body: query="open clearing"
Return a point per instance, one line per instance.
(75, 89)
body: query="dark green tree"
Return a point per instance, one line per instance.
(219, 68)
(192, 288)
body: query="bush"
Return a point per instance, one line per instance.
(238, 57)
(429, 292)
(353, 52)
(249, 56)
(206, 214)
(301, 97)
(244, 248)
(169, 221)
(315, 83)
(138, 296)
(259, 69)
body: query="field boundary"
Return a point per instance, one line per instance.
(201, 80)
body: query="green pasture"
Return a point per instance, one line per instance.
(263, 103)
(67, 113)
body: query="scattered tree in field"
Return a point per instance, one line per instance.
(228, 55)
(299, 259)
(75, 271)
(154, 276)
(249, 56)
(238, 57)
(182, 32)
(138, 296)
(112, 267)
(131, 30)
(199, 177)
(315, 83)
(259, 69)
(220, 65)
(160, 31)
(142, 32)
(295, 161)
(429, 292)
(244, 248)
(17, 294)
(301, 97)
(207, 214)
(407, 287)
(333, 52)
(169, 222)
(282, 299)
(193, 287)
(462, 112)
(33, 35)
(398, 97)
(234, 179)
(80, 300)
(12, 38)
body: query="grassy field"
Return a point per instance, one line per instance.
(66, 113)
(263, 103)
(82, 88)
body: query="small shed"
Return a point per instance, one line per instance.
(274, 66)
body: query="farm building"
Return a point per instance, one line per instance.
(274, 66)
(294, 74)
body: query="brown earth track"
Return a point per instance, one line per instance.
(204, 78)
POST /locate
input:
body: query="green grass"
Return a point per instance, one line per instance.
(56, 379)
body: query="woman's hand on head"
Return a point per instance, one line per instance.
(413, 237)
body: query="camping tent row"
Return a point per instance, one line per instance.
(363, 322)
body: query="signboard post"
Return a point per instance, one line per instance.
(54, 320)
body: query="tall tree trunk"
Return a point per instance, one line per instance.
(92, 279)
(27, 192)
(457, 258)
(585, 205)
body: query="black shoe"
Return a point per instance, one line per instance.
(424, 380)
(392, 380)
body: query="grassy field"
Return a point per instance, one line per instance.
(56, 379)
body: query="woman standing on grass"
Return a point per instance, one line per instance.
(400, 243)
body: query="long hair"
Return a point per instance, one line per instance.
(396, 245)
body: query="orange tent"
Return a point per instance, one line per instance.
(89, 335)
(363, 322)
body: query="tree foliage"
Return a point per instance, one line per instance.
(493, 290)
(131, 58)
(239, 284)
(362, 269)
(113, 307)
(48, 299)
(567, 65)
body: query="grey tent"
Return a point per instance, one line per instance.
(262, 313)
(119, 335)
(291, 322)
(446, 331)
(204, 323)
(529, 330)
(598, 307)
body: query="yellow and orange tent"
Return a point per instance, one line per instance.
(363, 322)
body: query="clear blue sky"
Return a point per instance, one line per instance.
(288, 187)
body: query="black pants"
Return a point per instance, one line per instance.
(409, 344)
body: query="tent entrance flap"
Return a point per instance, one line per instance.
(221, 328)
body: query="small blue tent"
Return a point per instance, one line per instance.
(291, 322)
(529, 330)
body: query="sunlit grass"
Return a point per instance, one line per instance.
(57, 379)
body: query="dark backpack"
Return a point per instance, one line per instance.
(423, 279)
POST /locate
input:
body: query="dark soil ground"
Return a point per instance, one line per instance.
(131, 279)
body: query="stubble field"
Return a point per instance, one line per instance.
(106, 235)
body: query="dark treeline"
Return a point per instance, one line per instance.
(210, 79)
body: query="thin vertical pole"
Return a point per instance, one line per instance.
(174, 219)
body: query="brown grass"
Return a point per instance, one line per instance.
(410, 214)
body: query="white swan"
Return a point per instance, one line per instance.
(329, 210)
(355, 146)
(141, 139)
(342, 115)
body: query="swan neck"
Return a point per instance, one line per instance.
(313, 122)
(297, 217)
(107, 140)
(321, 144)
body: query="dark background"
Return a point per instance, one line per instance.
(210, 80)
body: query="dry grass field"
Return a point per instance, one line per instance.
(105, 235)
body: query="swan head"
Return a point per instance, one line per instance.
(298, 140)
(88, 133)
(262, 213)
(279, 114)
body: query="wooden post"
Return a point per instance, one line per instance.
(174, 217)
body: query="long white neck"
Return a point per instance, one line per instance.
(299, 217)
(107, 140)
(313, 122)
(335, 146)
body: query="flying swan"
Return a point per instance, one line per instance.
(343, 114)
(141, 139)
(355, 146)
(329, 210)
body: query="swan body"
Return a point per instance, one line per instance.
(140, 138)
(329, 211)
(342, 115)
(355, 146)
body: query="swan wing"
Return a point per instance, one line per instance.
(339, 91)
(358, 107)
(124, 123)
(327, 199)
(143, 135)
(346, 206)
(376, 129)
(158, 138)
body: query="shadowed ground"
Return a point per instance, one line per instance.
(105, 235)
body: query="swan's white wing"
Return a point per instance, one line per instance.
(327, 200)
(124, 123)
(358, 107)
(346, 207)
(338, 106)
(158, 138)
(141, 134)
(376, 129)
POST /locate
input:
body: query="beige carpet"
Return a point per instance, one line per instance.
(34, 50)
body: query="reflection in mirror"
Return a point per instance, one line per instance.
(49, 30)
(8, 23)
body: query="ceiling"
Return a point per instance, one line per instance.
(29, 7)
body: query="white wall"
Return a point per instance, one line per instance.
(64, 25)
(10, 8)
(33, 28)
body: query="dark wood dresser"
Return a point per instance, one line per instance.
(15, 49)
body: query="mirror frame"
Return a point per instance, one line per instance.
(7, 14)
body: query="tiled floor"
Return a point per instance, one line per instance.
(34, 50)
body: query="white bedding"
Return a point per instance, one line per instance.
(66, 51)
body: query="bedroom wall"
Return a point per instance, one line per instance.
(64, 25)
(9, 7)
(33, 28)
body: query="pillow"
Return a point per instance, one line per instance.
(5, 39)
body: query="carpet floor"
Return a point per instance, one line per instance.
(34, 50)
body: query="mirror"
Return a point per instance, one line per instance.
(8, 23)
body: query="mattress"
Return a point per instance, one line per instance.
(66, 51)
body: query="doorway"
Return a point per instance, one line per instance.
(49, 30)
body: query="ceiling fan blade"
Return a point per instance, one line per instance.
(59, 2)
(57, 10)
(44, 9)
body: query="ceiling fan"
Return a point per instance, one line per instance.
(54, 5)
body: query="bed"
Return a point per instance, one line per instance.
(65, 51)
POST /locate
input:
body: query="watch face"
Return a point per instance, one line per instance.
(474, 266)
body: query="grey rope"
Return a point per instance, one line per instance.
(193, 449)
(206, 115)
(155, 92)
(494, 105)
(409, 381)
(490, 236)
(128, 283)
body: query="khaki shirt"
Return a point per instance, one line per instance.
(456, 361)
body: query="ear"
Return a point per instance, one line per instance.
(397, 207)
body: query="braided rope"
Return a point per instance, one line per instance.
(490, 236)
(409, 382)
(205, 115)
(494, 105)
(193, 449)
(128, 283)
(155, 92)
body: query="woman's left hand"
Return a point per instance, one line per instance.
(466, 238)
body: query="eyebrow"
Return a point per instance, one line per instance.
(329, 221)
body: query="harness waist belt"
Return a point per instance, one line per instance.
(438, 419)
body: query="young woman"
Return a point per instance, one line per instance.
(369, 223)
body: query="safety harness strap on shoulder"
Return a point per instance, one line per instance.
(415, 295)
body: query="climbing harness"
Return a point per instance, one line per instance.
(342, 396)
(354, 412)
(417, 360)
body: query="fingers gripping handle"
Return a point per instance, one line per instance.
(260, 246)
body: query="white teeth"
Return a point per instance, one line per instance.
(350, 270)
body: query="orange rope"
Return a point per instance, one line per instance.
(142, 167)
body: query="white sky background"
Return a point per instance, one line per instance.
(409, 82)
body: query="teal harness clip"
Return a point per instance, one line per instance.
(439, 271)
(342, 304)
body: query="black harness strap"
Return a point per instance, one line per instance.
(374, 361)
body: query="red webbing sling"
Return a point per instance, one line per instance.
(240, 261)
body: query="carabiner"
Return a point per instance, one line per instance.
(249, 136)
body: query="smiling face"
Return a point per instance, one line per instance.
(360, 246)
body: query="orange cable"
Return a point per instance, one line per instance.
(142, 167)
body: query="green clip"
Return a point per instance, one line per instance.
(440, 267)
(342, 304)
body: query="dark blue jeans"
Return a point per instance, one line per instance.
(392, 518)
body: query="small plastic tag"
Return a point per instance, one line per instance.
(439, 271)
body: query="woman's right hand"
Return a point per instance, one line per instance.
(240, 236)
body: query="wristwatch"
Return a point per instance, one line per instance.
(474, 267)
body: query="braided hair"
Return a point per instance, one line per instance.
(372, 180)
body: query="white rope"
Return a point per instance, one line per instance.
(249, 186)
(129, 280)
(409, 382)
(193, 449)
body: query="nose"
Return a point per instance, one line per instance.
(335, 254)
——————————
» **INSTRUCTIONS FOR THE TASK**: Say how many lines contain "carpet" in the material above; the number is the whole answer.

» **ANSWER TO THE EXERCISE**: 2